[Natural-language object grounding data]

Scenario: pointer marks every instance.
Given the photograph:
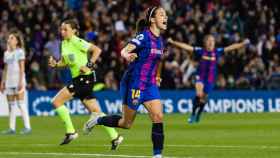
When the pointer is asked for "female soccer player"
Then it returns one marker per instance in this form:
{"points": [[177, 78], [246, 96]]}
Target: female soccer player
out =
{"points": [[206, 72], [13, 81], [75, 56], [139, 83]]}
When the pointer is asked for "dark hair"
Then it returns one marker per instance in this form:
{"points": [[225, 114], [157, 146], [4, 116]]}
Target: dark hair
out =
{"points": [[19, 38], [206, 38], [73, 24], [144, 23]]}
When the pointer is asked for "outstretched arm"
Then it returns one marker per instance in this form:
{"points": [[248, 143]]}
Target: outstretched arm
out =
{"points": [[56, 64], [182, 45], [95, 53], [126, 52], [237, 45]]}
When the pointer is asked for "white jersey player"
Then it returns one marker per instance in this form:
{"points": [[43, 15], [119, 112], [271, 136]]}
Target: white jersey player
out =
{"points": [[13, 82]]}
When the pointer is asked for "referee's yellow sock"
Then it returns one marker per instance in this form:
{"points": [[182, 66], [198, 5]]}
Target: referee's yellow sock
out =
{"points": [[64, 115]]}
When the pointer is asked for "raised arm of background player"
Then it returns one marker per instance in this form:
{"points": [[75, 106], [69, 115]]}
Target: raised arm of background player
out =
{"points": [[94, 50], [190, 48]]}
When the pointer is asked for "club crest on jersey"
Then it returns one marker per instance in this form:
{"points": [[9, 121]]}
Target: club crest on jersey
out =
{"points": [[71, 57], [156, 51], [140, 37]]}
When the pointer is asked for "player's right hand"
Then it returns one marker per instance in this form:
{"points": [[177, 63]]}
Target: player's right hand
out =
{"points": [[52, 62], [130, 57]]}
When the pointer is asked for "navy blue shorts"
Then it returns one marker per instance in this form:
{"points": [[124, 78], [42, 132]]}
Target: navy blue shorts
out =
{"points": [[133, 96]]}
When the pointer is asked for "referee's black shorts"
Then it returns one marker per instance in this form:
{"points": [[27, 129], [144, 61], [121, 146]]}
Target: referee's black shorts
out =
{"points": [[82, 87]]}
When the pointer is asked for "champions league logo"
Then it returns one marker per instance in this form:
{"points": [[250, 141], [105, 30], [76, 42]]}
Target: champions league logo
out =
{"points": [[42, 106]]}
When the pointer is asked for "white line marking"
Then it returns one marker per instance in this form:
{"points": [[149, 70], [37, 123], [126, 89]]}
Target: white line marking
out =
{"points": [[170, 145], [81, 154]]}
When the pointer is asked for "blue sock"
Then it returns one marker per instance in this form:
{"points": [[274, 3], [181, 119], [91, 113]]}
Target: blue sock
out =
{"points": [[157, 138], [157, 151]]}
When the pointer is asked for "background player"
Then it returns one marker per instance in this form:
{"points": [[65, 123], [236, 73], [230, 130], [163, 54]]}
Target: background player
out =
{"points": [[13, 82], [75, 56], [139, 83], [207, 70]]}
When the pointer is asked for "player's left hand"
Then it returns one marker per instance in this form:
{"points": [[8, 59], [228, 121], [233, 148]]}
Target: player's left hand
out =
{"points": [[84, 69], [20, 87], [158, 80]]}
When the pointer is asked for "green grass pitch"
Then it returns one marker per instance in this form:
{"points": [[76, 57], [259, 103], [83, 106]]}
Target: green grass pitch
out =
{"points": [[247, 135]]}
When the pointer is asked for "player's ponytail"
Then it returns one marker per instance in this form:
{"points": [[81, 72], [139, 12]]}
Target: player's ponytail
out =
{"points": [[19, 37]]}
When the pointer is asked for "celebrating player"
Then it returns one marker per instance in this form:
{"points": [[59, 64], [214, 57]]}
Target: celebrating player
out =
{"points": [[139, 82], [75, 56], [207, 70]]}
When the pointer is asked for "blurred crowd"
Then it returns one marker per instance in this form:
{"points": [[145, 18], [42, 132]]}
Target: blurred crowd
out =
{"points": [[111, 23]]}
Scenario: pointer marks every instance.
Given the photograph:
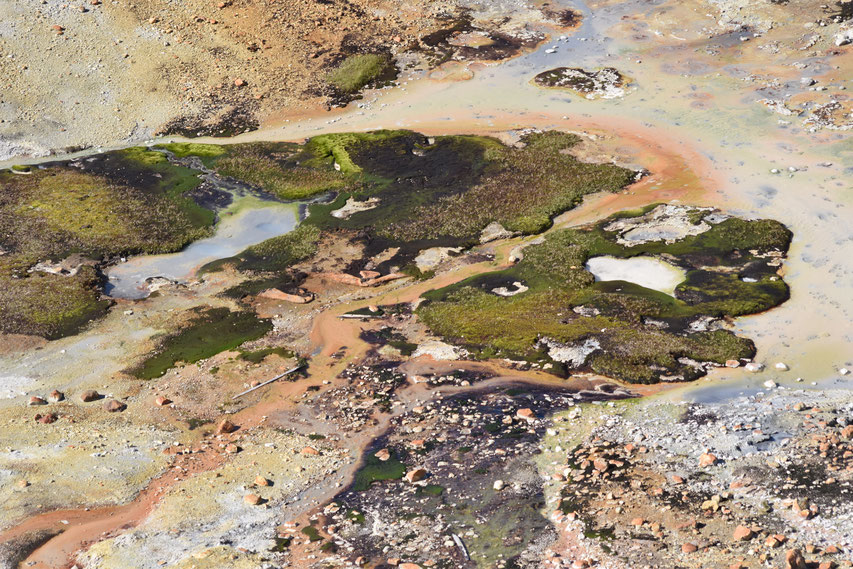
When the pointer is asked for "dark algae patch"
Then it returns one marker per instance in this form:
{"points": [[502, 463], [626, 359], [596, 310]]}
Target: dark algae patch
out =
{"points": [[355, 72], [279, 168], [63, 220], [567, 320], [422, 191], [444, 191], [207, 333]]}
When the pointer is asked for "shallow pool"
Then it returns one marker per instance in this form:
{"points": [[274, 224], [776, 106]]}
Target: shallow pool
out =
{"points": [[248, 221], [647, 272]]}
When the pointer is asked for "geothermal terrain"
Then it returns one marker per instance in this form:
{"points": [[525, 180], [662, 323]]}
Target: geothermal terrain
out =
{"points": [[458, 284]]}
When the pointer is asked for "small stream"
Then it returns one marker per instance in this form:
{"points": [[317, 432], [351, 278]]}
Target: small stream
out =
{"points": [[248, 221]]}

## Instructions for the task:
Copy the preceding data in full and word for word, dropping its pictures.

## Answer to the exercise:
Scenario: pointer marks every instance.
Given the photograph:
When the pointer is asked for "female soccer player"
Then it returns one marker per instance in this form:
{"points": [[177, 78], [246, 96]]}
Target: female soccer player
out =
{"points": [[206, 72], [13, 81], [75, 56], [139, 83]]}
When the pointer is asked for "dark hair"
Then it returns one marker per instance in this form:
{"points": [[225, 114], [157, 146], [4, 116]]}
Target: dark hair
out =
{"points": [[19, 38], [206, 38], [73, 24], [144, 23]]}
When the pointer is asked for "outstretched arm"
Then it returns one marker per instance in this form:
{"points": [[248, 143]]}
Target: outstretched arm
out =
{"points": [[56, 64], [182, 45], [95, 53], [126, 52], [237, 45]]}
When the pointer is asked for "white jersey player"
Then it returns one marker per instance in this form:
{"points": [[43, 15], [119, 112], [271, 136]]}
Target: white jersey player
out =
{"points": [[13, 82]]}
When the pointer is asked for "referee's yellow sock"
Then it returns one marker per instance in this form:
{"points": [[182, 66], [198, 5]]}
Target: referee's yellow sock
out =
{"points": [[64, 115]]}
When the pointer is asked for "raised arm of background player"
Then it returns one marker per instance in this form:
{"points": [[75, 106], [69, 115]]}
Target: raised arm of background player
out =
{"points": [[94, 50], [190, 48]]}
When the pointer is asked for "club crest on jersey"
Then it returns one marker per instance in this form:
{"points": [[9, 121]]}
Target: club crest on jersey
out =
{"points": [[71, 57], [156, 51], [140, 37]]}
When the pointer is asked for "player's right hand"
Then it returns one marker per instance in this form:
{"points": [[177, 63]]}
Target: player's right hand
out =
{"points": [[52, 62], [130, 57]]}
When the pointer is asked for "navy blue shorts"
Then it returns one marker per instance in this form:
{"points": [[124, 78], [42, 132]]}
Target: navy blue shorts
out =
{"points": [[133, 96]]}
When the pointer is asked for "referee's black shorts"
Then it returns one marker per instance in this form:
{"points": [[27, 129], [144, 61], [121, 146]]}
Target: referee's black shorts
out =
{"points": [[82, 87]]}
When the pointer is asked for "champions league logo"
Then it returns one marker per instance in this form:
{"points": [[250, 141], [105, 30], [76, 42]]}
Target: champions league logo
out =
{"points": [[42, 106]]}
When the pointer is asked for "white line marking"
Then it returns one marker per instance in this form:
{"points": [[149, 70], [37, 123], [126, 89]]}
Target: white line marking
out =
{"points": [[170, 145], [81, 154]]}
When the pointer is asked for "blue sock"
Then it returns one marker per instance in this form:
{"points": [[274, 3], [181, 119], [91, 113]]}
Target: blue sock
out =
{"points": [[157, 138], [157, 151]]}
When the pointer is asked for "background player"
Then it returns one marker per instance in this form:
{"points": [[65, 123], [236, 73], [230, 130], [163, 54]]}
Target: background player
out =
{"points": [[13, 82], [75, 56], [139, 83], [207, 70]]}
When the pointer is asked for "player's left hand"
Then it returns one marker per instance in this form:
{"points": [[8, 59], [228, 121], [233, 148]]}
Target: player's left hand
out =
{"points": [[84, 69], [20, 87], [158, 80]]}
When the pointer is asked for "green grass pitch"
Then it returns one marker per instance in this form:
{"points": [[76, 57], [259, 103], [83, 106]]}
Target: green grass pitch
out =
{"points": [[247, 135]]}
When the pointer is asked for "player's ponytail"
Then it returns one marker per instance in this form:
{"points": [[81, 72], [139, 12]]}
Target: player's ponytail
out =
{"points": [[19, 37]]}
When the pointer is asked for "celebrating player"
Then it returns one marker per instance in this form:
{"points": [[59, 64], [214, 57]]}
Target: celebrating player
out =
{"points": [[139, 82], [75, 56], [207, 70]]}
When the pointer is asked for "blurred crowd"
Then it returns one marker per instance in this form:
{"points": [[145, 18], [42, 132]]}
Target: blurred crowd
out =
{"points": [[111, 23]]}
Scenario: pointer marks every instance.
Given the photograph:
When the pointer is asked for "dark algae patch"
Then it returns one marker per instance in this form:
{"points": [[502, 463], [626, 359], [596, 310]]}
Target: dark algae patch
out =
{"points": [[355, 72], [279, 168], [63, 220], [567, 320], [422, 191], [444, 191], [207, 333]]}
When the pointer is asked for "shallow pool"
Then it returns one marker per instance in this form:
{"points": [[274, 224], [776, 106]]}
Target: shallow pool
out =
{"points": [[248, 221], [647, 272]]}
When the pointer is asked for "geothermal terrain"
Then it returns one marker per instance in this form:
{"points": [[525, 180], [662, 323]]}
Target: geothermal terrain
out =
{"points": [[458, 284]]}
When the pointer is asked for "small stream"
Then it returns one marker per instance in this form:
{"points": [[317, 432], [351, 278]]}
Target: small stream
out =
{"points": [[248, 221]]}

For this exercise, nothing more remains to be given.